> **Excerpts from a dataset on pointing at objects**
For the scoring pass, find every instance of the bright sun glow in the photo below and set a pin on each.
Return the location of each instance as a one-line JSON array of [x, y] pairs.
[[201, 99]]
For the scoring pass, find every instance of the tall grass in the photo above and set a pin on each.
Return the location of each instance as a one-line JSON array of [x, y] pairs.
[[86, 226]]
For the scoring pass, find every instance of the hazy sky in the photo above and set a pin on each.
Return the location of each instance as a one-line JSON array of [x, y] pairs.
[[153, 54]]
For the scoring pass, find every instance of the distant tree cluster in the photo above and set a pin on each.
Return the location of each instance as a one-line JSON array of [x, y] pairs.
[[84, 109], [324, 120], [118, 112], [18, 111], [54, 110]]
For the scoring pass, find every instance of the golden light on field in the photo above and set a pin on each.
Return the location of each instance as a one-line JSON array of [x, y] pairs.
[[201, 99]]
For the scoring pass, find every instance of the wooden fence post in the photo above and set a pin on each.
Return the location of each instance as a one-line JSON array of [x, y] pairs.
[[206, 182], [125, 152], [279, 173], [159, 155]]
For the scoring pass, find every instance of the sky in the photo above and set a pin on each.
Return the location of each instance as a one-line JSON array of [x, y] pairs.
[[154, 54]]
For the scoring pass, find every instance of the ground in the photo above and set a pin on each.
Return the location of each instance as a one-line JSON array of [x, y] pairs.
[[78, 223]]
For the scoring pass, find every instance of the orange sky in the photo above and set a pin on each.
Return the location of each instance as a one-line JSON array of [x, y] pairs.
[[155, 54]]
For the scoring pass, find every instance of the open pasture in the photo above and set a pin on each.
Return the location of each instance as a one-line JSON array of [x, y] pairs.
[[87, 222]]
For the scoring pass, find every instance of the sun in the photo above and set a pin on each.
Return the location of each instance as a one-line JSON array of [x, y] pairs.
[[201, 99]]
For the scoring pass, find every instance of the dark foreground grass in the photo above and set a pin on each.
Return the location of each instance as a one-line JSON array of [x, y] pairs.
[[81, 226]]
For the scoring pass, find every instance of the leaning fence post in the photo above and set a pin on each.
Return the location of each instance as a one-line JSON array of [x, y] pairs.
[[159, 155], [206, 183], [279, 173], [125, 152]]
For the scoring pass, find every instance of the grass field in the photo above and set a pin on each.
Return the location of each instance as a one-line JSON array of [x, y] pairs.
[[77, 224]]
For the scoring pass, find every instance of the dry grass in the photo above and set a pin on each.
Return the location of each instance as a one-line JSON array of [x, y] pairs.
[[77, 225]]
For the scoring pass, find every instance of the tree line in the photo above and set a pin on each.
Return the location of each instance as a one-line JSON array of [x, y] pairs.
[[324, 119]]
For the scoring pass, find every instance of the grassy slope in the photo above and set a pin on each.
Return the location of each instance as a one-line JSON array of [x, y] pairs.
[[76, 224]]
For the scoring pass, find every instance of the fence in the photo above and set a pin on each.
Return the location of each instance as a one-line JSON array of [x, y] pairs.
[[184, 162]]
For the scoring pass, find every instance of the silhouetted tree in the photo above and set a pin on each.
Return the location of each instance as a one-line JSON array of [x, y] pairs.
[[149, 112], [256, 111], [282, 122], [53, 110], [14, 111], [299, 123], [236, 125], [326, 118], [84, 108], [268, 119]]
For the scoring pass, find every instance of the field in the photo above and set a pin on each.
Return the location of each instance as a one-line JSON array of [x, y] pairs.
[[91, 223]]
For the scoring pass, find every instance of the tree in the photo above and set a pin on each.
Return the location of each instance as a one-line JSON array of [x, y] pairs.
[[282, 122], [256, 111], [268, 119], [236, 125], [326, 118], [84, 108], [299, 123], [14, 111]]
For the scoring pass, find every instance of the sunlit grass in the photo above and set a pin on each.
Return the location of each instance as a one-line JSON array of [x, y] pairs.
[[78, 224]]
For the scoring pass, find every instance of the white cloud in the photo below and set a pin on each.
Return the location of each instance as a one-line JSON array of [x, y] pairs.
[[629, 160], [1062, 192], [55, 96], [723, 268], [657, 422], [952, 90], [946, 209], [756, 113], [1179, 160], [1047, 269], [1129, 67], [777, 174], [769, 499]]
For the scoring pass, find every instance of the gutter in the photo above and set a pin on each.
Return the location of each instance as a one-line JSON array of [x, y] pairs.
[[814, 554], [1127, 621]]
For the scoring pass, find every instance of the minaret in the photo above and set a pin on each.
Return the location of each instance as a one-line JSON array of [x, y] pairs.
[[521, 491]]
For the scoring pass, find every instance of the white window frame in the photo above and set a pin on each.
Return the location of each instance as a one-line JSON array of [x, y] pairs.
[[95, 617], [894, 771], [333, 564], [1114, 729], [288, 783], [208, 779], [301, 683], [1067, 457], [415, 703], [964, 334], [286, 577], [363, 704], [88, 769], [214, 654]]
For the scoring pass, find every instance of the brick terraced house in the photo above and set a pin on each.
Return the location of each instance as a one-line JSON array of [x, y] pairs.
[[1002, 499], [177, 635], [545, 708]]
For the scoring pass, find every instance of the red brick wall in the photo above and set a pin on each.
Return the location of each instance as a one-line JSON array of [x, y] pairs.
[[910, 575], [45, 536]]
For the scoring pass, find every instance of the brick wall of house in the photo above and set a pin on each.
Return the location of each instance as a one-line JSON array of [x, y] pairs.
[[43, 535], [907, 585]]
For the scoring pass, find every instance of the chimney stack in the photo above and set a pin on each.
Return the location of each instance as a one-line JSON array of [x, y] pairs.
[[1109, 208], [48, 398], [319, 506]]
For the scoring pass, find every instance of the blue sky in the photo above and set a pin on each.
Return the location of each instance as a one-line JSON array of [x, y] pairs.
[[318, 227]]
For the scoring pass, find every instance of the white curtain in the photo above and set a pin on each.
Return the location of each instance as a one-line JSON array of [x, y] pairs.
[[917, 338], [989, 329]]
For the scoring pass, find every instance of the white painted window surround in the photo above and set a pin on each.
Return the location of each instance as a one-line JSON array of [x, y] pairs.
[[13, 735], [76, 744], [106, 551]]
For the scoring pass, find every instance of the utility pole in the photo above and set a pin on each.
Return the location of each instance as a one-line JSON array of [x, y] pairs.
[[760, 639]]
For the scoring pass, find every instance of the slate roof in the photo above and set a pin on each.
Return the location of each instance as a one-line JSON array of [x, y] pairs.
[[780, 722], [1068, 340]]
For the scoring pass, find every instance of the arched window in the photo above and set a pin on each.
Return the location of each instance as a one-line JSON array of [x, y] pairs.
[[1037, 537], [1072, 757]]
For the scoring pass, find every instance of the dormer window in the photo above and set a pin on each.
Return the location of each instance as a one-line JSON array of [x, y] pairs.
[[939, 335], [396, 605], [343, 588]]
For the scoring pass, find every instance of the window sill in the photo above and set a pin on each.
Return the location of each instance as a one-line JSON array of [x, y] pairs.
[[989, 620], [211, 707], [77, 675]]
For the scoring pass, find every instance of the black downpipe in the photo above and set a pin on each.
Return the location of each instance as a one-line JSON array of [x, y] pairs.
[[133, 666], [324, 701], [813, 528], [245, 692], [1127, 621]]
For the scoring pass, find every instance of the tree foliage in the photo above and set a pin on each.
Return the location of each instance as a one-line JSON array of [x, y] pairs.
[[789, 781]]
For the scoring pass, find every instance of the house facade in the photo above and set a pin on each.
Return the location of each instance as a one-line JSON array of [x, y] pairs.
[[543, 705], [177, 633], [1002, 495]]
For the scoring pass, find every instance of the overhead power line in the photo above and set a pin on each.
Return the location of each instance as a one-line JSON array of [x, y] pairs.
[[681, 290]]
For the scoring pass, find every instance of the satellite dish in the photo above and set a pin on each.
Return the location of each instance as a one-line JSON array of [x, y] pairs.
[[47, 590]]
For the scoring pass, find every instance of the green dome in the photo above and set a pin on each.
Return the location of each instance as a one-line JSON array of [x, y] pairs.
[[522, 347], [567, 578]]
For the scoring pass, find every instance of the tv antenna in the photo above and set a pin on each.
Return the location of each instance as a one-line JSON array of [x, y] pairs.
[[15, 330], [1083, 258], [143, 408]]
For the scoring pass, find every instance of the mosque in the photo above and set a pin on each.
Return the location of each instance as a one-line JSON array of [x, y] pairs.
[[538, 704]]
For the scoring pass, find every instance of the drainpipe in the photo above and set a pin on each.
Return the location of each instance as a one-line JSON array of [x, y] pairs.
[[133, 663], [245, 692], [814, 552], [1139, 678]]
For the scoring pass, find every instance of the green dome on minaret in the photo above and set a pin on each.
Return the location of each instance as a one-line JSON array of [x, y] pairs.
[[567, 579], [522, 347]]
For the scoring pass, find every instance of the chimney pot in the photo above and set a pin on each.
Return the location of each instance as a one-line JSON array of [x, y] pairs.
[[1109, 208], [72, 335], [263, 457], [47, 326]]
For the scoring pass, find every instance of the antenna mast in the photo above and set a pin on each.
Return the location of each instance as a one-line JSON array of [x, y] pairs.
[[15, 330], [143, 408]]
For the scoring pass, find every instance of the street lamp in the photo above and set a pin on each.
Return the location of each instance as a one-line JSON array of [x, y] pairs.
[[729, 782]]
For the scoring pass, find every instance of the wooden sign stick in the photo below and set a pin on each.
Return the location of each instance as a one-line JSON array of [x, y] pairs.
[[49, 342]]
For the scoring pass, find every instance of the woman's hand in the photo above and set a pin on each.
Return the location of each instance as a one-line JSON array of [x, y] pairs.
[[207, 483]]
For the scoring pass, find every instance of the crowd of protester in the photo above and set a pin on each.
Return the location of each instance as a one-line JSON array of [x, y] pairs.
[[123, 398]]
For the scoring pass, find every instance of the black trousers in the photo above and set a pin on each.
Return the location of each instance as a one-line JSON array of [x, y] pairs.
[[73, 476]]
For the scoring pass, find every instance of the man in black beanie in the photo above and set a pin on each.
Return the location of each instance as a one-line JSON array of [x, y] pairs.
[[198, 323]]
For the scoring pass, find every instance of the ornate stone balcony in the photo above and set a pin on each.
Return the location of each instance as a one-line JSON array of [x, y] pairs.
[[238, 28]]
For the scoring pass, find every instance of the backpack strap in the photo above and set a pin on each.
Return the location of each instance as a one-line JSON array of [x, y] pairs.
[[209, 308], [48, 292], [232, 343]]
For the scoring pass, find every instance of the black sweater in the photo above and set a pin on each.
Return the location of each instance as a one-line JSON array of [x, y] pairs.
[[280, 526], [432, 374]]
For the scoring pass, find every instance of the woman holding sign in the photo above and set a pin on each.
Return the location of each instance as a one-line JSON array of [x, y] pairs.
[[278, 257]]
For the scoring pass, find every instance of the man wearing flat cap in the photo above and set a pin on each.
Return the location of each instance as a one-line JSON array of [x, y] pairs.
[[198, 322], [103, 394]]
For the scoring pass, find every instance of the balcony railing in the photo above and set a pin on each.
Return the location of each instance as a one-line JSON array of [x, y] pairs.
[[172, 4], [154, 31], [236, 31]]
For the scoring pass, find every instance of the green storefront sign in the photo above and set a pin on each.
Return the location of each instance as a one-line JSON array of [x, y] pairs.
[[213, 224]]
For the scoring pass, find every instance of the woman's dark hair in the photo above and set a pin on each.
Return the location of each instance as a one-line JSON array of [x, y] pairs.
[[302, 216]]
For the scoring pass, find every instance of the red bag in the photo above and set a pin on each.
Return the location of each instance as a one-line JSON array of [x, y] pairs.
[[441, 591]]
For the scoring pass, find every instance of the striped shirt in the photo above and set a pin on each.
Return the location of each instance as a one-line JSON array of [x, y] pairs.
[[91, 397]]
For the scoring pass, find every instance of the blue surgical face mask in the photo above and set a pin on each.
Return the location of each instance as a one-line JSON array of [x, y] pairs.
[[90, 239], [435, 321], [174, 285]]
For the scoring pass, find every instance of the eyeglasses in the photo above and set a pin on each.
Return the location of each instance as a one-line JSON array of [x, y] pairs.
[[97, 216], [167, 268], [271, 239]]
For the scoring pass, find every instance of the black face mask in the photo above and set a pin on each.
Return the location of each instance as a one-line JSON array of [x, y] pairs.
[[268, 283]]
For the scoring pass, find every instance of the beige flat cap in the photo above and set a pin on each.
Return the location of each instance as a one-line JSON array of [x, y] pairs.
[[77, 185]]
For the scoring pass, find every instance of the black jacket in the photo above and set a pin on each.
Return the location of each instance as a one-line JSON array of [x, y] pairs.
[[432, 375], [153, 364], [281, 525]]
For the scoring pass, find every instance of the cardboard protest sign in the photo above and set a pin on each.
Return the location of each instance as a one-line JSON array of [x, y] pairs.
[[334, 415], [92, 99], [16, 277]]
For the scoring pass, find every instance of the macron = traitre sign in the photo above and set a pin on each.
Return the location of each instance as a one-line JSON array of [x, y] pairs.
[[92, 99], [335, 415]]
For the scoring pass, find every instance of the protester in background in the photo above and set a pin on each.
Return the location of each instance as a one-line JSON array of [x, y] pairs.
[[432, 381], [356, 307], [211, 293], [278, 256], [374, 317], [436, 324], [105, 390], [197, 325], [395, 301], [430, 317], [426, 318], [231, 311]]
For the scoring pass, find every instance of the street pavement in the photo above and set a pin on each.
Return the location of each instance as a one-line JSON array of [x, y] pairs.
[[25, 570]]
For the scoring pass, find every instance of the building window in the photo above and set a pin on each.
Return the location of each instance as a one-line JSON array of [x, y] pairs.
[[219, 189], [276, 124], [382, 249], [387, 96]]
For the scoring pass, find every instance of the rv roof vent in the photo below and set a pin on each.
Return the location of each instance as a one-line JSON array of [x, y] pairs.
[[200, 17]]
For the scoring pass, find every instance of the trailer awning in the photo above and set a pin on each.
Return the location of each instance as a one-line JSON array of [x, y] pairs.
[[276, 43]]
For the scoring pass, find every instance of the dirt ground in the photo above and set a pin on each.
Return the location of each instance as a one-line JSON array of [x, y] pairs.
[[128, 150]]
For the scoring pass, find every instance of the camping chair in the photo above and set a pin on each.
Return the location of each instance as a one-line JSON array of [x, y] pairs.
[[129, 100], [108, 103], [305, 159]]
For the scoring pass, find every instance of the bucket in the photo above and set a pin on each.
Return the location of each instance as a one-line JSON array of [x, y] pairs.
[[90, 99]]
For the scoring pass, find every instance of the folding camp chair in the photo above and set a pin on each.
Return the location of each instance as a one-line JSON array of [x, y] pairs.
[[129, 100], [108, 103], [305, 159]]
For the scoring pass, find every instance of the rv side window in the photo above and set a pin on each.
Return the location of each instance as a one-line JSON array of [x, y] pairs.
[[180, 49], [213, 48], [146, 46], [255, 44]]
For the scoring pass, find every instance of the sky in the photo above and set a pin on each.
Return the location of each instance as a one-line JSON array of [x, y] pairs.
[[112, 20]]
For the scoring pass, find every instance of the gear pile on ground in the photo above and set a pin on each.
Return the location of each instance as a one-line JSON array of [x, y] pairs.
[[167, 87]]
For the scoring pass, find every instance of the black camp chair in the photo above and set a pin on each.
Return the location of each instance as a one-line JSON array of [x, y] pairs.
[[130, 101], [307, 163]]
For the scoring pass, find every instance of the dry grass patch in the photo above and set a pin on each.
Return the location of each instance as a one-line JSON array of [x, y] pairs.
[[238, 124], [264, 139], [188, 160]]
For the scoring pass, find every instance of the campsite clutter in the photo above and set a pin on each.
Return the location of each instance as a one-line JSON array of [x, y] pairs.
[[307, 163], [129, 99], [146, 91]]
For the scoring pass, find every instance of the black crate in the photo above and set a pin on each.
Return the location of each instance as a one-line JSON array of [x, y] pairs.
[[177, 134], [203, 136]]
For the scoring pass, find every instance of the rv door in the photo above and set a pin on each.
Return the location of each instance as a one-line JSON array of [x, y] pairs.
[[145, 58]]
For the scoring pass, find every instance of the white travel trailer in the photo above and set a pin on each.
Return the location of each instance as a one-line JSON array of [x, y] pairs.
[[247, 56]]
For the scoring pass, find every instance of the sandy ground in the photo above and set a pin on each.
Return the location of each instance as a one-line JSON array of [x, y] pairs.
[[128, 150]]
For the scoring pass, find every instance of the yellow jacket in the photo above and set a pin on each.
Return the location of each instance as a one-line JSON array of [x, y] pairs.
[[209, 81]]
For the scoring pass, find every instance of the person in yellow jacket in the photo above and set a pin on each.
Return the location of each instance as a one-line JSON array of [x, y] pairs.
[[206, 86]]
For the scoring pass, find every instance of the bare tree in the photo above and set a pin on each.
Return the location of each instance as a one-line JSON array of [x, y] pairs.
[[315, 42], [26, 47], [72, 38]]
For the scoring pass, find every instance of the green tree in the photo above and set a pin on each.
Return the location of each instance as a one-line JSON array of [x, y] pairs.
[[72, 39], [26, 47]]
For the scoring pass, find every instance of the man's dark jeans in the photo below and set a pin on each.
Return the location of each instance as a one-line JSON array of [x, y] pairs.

> **What this task involves**
Format the lines of the records above as a numbered list, from the line with "For the scoring pass, find every instance of the backpack" up to and including the line with "[[213, 224]]", leaving out blank lines. Include only those lines.

> **Result of the exercise**
1. For the scoring pass, find every instance of the backpack strap in the photo above and set a pin on each.
2. Return the location of each instance as a one-line JSON array of [x, y] pairs.
3. [[209, 308], [48, 292], [232, 343]]
4. For the scoring pass, find every instance of the black sweater in the photo above and set a pin on each.
5. Return the location of each instance as a one-line JSON array of [x, y] pairs.
6. [[280, 526], [432, 374]]
7. For the scoring pass, find every instance of the woman holding sign in the photo above and set a pin on each.
8. Return the location of each instance as a one-line JSON array of [x, y] pairs.
9. [[278, 257]]
10. For the scoring pass, find every instance of the man wearing flat cap in the photo above and set a pin on each.
11. Return the location of each instance as a one-line JSON array of [x, y] pairs.
12. [[198, 322], [103, 394]]
13. For the scoring pass, find every instance of the balcony railing in the photo above and set a pin on each.
14. Return the location of each instance as a one-line JSON array of [x, y] pairs.
15. [[172, 4], [154, 31], [236, 31]]
16. For the scoring pass, find every instance of the green storefront sign in the photo above and set a pin on each.
17. Return the location of each instance as a one-line JSON array of [x, y] pairs.
18. [[213, 224]]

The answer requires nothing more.